[Page text]

'''

פרשת דברים וענייני התבוננות
Chumash Devarim opens up with Moshe Rabenu addressing the Jewish people and summarizing for them the many events that happened during their travels in the desert. Rashi explains that although this accounting of Moshe seems like an innocuous list of events, in fact Moshe was subtly rebuking them for each time that they had sinned in the desert by aggravating Moshe and Hashem. Rashi goes on to explain that the Torah is teaching us proper conduct that it is appropriate to give rebuke at the end of one’s life because it will be taken more to heart and because it will not need to be repeated twice.
However, when one sees the incredibly subtle and delicate way in which Moshe chooses to reprimand the Jewish people, one can’t help but be shocked when one comes to the Haftarah. This week’s Haftarah is a full page of the prophet Isaiah offering blistering reproach upon the Jewish people in which he does not seem to be pulling any punches whatsoever. How then do we explain the contrast between the refined way that Moshe seems to scold the Jewish people, and the more obtuse approach of Isaiah?
R’ Leib Chasman offers a very interesting explanation for this discrepancy. R’ Leib explains that man is created as the choicest of all beings on this earth. But the primary quality which makes man so unique is his ability to think and ponder his situation. Only when man sets time aside to consider his existence and the purpose of it, and whether or not he is properly living up to that purpose, is man’s existence considered special. However, when a man goes through his life, without ever stopping to consider these fundamental questions, his life is no different then an animal’s life. With this explanation, we can now understand the difference in approach between Moshe and Isaiah. Moshe was living in a time when the people of his generation had integrated this idea of the need for contemplation and therefore had no need to be any more explicit in his rebuke as the Gemara says, “When speaking to a wise man, a mere hint is sufficient”. Whereas by Isaiah’s time, the Jews had fallen to the point where they were to longer taking the requisite time out to ponder their actions, and Isaiah had no choice but to bludgeon the Jewish people with uncharacteristically explicit words of reproach in order to try to get them to change their ways.
Truthfully, this concept of contemplation has always been a primary pillar in Jewish faith. The Ramban asks at the end of Parshas “Bo”, why doesn’t Hashem perform miracles for the Jewish people in each and every generation, like He did during the exodus from Egypt? The Ramban explains that such a display would be a coarse and unnecessary display of Hashem’s power. Hashem performed acts during the Jews’ departure from Egypt which were so undeniable, that to this day, these miracles are accepted by Jew and gentile alike. Hashem purposely did this because He expected Jews throughout the generations to look back on these undeniable miracles, and meditate upon them, and this way, they would always know that there is a God in Heaven who watches over them. We see clearly from this Ramban that each and every Jew is required to use his power of meditation in order to produce his own belief in God. Parenthetically, R’ Yisroel Silanter was once staying at an inn when one of the people present began to boast about how bright his young son was in school. R’ Yisroel politely asked the father if he wanted him to examine the boy. At this point the young man proudly whipped out his report card from school which portrayed undeniably the boy’s scholastic achievements. R’ Yisroel turned to the delighted crowd and exclaimed, “This is why Hashem has no need to perform fantastic miracles in each generation. In Egypt, Hashem established Himself and his relationship to the Jewish people in a way that would be undeniable throughout history. All they need do is look back on these miraculous events and ponder them, and they would know instantaneously the extent of God’s power and love for us. He has no need to prove himself over and over again, and to do so would be extraneous.”

'''

(Dataset excerpts on object pointing)

'''

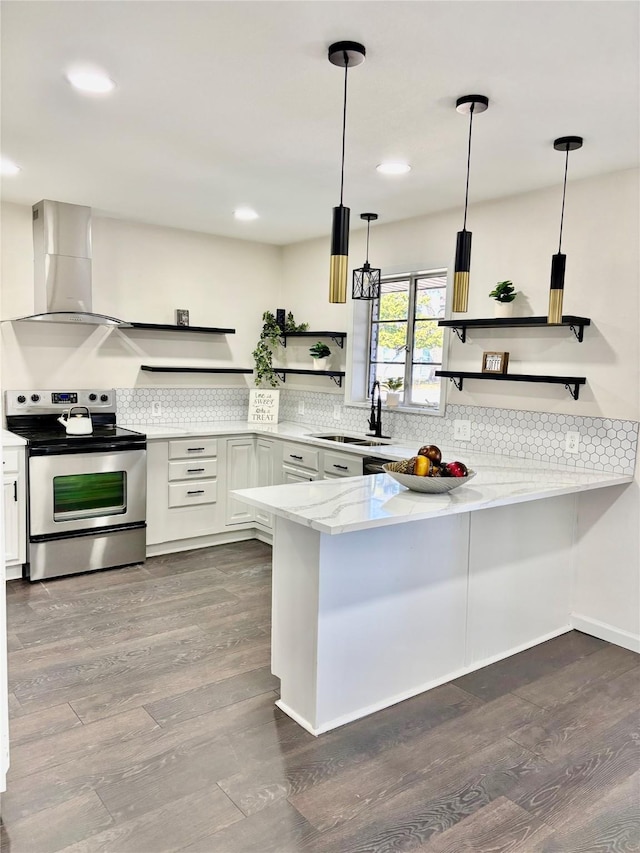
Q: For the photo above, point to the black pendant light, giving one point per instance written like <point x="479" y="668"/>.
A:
<point x="346" y="54"/>
<point x="468" y="105"/>
<point x="366" y="279"/>
<point x="559" y="261"/>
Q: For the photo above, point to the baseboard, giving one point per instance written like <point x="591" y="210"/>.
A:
<point x="606" y="632"/>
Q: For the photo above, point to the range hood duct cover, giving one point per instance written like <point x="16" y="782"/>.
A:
<point x="62" y="265"/>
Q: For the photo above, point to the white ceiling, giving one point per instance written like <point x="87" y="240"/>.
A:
<point x="221" y="104"/>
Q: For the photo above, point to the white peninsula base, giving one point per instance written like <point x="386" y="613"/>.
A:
<point x="365" y="619"/>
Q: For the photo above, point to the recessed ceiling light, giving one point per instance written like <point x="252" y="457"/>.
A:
<point x="393" y="168"/>
<point x="246" y="214"/>
<point x="92" y="81"/>
<point x="8" y="167"/>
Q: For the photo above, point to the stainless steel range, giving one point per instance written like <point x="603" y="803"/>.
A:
<point x="86" y="492"/>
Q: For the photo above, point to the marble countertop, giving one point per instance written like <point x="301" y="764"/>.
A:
<point x="360" y="503"/>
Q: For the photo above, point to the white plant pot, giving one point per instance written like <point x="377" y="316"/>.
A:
<point x="504" y="309"/>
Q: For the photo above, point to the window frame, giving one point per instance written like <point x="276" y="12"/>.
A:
<point x="413" y="277"/>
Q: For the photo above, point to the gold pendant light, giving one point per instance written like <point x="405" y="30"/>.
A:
<point x="467" y="105"/>
<point x="345" y="54"/>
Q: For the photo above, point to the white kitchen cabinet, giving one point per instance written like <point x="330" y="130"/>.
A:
<point x="15" y="510"/>
<point x="240" y="475"/>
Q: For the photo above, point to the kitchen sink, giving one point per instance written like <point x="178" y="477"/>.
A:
<point x="350" y="439"/>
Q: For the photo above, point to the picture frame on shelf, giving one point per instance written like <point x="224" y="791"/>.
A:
<point x="495" y="362"/>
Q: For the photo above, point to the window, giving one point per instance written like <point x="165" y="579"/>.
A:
<point x="405" y="339"/>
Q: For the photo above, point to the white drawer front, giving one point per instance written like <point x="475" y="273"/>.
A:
<point x="342" y="465"/>
<point x="197" y="469"/>
<point x="192" y="447"/>
<point x="300" y="455"/>
<point x="10" y="461"/>
<point x="196" y="492"/>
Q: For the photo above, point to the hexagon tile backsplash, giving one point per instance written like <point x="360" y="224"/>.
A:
<point x="606" y="444"/>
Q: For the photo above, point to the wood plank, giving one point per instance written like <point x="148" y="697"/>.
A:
<point x="209" y="697"/>
<point x="42" y="724"/>
<point x="500" y="827"/>
<point x="165" y="829"/>
<point x="508" y="675"/>
<point x="458" y="740"/>
<point x="55" y="828"/>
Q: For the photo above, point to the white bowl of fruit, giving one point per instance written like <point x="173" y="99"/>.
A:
<point x="428" y="473"/>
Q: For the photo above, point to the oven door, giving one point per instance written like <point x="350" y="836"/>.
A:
<point x="86" y="491"/>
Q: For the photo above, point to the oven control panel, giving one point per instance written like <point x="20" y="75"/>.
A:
<point x="43" y="402"/>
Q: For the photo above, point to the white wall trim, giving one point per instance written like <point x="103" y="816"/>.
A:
<point x="606" y="632"/>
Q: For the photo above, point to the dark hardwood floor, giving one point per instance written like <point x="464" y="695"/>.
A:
<point x="143" y="721"/>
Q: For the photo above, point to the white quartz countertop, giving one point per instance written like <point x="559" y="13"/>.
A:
<point x="360" y="503"/>
<point x="9" y="439"/>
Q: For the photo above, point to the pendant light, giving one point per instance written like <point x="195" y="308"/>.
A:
<point x="345" y="54"/>
<point x="467" y="105"/>
<point x="558" y="262"/>
<point x="366" y="280"/>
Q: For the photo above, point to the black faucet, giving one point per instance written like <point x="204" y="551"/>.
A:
<point x="375" y="419"/>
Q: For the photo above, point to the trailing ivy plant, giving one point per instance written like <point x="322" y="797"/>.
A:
<point x="268" y="342"/>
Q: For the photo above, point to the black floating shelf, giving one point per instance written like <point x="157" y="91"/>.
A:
<point x="571" y="383"/>
<point x="337" y="337"/>
<point x="576" y="324"/>
<point x="167" y="327"/>
<point x="157" y="369"/>
<point x="283" y="372"/>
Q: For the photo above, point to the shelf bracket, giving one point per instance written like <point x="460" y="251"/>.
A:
<point x="574" y="390"/>
<point x="578" y="331"/>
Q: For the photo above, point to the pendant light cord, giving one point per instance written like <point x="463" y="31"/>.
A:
<point x="466" y="193"/>
<point x="344" y="123"/>
<point x="564" y="192"/>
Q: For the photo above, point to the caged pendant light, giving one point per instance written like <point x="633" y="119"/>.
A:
<point x="467" y="105"/>
<point x="558" y="261"/>
<point x="345" y="54"/>
<point x="366" y="279"/>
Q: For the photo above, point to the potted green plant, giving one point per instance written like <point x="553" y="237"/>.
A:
<point x="504" y="293"/>
<point x="269" y="341"/>
<point x="393" y="386"/>
<point x="320" y="354"/>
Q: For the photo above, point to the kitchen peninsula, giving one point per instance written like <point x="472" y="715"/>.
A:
<point x="380" y="593"/>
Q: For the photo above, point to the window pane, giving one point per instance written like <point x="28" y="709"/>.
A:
<point x="427" y="342"/>
<point x="430" y="297"/>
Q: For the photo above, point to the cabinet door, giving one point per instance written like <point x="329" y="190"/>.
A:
<point x="240" y="468"/>
<point x="264" y="476"/>
<point x="11" y="522"/>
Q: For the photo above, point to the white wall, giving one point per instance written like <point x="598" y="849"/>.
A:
<point x="141" y="273"/>
<point x="514" y="239"/>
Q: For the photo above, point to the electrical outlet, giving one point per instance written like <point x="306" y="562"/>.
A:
<point x="462" y="430"/>
<point x="572" y="442"/>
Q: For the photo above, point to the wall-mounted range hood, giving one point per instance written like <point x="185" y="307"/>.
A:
<point x="62" y="266"/>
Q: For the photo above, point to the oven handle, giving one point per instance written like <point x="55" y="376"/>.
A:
<point x="93" y="447"/>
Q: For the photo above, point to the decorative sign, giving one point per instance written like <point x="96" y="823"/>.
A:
<point x="263" y="406"/>
<point x="495" y="362"/>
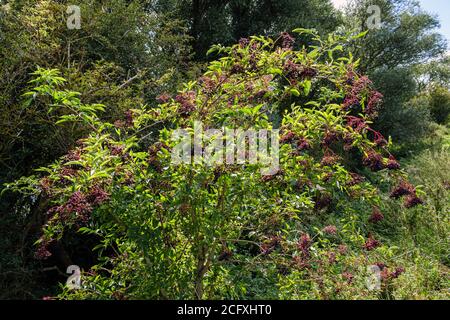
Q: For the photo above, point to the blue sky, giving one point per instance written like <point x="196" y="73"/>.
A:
<point x="442" y="9"/>
<point x="438" y="7"/>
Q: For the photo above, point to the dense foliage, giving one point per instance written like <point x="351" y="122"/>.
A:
<point x="97" y="110"/>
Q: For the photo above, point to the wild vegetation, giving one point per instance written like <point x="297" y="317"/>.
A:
<point x="89" y="118"/>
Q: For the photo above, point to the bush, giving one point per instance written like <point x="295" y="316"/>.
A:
<point x="309" y="229"/>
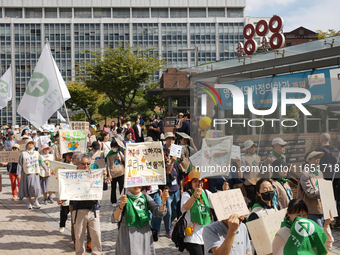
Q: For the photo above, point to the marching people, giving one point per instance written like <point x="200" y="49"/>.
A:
<point x="319" y="242"/>
<point x="45" y="172"/>
<point x="132" y="215"/>
<point x="308" y="189"/>
<point x="251" y="162"/>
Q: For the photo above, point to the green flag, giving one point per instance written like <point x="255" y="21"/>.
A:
<point x="306" y="237"/>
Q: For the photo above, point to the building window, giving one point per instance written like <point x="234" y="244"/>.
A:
<point x="216" y="12"/>
<point x="102" y="12"/>
<point x="13" y="12"/>
<point x="235" y="12"/>
<point x="65" y="13"/>
<point x="50" y="13"/>
<point x="83" y="13"/>
<point x="197" y="13"/>
<point x="121" y="13"/>
<point x="159" y="13"/>
<point x="140" y="12"/>
<point x="178" y="13"/>
<point x="33" y="13"/>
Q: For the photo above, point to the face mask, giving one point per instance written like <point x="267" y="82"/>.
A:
<point x="267" y="196"/>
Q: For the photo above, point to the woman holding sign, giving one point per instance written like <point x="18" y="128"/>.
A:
<point x="286" y="239"/>
<point x="133" y="217"/>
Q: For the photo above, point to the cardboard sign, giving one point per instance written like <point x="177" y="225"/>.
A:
<point x="80" y="184"/>
<point x="72" y="141"/>
<point x="144" y="164"/>
<point x="327" y="198"/>
<point x="216" y="156"/>
<point x="53" y="183"/>
<point x="196" y="158"/>
<point x="227" y="202"/>
<point x="263" y="231"/>
<point x="9" y="156"/>
<point x="79" y="125"/>
<point x="175" y="150"/>
<point x="235" y="152"/>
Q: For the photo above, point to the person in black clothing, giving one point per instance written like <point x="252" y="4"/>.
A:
<point x="152" y="129"/>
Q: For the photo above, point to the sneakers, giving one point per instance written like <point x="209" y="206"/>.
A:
<point x="36" y="205"/>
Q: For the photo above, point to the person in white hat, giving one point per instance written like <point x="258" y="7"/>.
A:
<point x="250" y="161"/>
<point x="279" y="149"/>
<point x="45" y="173"/>
<point x="29" y="170"/>
<point x="308" y="188"/>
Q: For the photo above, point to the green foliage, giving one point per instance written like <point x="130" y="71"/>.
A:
<point x="119" y="73"/>
<point x="83" y="98"/>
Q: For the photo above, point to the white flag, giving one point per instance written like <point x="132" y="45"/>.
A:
<point x="5" y="88"/>
<point x="60" y="117"/>
<point x="43" y="95"/>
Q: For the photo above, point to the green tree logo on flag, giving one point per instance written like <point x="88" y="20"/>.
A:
<point x="139" y="204"/>
<point x="38" y="85"/>
<point x="3" y="86"/>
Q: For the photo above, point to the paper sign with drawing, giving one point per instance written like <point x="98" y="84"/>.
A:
<point x="263" y="231"/>
<point x="80" y="184"/>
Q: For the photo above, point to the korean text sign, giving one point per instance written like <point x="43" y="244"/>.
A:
<point x="81" y="184"/>
<point x="144" y="164"/>
<point x="72" y="141"/>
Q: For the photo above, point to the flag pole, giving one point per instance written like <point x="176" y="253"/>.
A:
<point x="61" y="93"/>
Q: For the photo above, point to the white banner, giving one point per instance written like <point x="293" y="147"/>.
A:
<point x="72" y="141"/>
<point x="144" y="164"/>
<point x="80" y="184"/>
<point x="53" y="183"/>
<point x="43" y="96"/>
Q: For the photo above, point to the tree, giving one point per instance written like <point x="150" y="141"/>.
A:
<point x="331" y="32"/>
<point x="119" y="73"/>
<point x="83" y="98"/>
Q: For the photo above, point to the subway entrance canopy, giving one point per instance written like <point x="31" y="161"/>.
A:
<point x="314" y="66"/>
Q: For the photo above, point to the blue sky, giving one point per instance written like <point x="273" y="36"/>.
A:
<point x="312" y="14"/>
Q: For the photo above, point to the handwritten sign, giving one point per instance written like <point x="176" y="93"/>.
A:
<point x="264" y="229"/>
<point x="227" y="202"/>
<point x="327" y="198"/>
<point x="235" y="152"/>
<point x="80" y="184"/>
<point x="216" y="156"/>
<point x="72" y="141"/>
<point x="196" y="158"/>
<point x="53" y="183"/>
<point x="144" y="164"/>
<point x="79" y="125"/>
<point x="9" y="156"/>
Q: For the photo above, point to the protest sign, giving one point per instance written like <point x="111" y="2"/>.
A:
<point x="80" y="184"/>
<point x="144" y="164"/>
<point x="263" y="231"/>
<point x="327" y="198"/>
<point x="53" y="183"/>
<point x="9" y="156"/>
<point x="227" y="202"/>
<point x="72" y="141"/>
<point x="216" y="156"/>
<point x="196" y="158"/>
<point x="175" y="150"/>
<point x="79" y="125"/>
<point x="235" y="152"/>
<point x="214" y="134"/>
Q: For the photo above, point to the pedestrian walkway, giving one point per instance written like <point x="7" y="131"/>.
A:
<point x="36" y="231"/>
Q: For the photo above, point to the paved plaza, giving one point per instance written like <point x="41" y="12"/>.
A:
<point x="36" y="231"/>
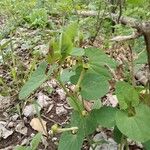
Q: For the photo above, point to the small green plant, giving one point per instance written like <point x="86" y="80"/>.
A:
<point x="33" y="145"/>
<point x="130" y="119"/>
<point x="38" y="18"/>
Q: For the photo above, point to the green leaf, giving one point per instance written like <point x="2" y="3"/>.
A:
<point x="127" y="95"/>
<point x="66" y="45"/>
<point x="135" y="127"/>
<point x="20" y="148"/>
<point x="97" y="57"/>
<point x="102" y="71"/>
<point x="86" y="125"/>
<point x="35" y="141"/>
<point x="66" y="75"/>
<point x="77" y="52"/>
<point x="93" y="86"/>
<point x="36" y="79"/>
<point x="67" y="39"/>
<point x="136" y="2"/>
<point x="146" y="145"/>
<point x="72" y="30"/>
<point x="74" y="79"/>
<point x="105" y="116"/>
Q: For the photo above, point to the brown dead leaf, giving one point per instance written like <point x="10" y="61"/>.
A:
<point x="39" y="125"/>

'''

[What is required] Print a passage from the essay on Parshas Devarim word for word, beginning at the words "However, when one" and stopping after the words "approach of Isaiah?". The data comes from a source separate from the essay on Parshas Devarim.

[Response for this exercise]
However, when one sees the incredibly subtle and delicate way in which Moshe chooses to reprimand the Jewish people, one can’t help but be shocked when one comes to the Haftarah. This week’s Haftarah is a full page of the prophet Isaiah offering blistering reproach upon the Jewish people in which he does not seem to be pulling any punches whatsoever. How then do we explain the contrast between the refined way that Moshe seems to scold the Jewish people, and the more obtuse approach of Isaiah?